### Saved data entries
....

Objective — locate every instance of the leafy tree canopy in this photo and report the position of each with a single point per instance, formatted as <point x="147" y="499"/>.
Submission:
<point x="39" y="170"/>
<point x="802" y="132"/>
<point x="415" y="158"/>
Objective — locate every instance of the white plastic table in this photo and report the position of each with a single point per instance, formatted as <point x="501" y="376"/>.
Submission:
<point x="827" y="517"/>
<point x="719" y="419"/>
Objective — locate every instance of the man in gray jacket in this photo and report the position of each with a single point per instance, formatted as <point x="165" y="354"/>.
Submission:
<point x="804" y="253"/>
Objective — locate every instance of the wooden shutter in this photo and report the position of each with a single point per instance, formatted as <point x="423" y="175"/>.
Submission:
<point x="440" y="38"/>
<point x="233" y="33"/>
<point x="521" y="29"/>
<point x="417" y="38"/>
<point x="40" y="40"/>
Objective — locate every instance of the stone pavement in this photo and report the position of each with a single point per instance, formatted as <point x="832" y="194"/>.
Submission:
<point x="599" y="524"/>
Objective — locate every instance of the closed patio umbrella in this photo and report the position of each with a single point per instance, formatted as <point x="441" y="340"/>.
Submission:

....

### Exercise directions
Copy out, word for word, the lines of the items from the one containing "Objective — locate every instance of the stone" through the last line, including both ends.

### Task response
Objective — locate every instance of the stone pavement in this photo and report the position of each with a single point per instance, formatted as <point x="832" y="194"/>.
Submission:
<point x="599" y="524"/>
Objective — locate every instance of the closed patio umbrella in this photo and report the position of each with a single point per instance, formatted as <point x="441" y="340"/>.
Submission:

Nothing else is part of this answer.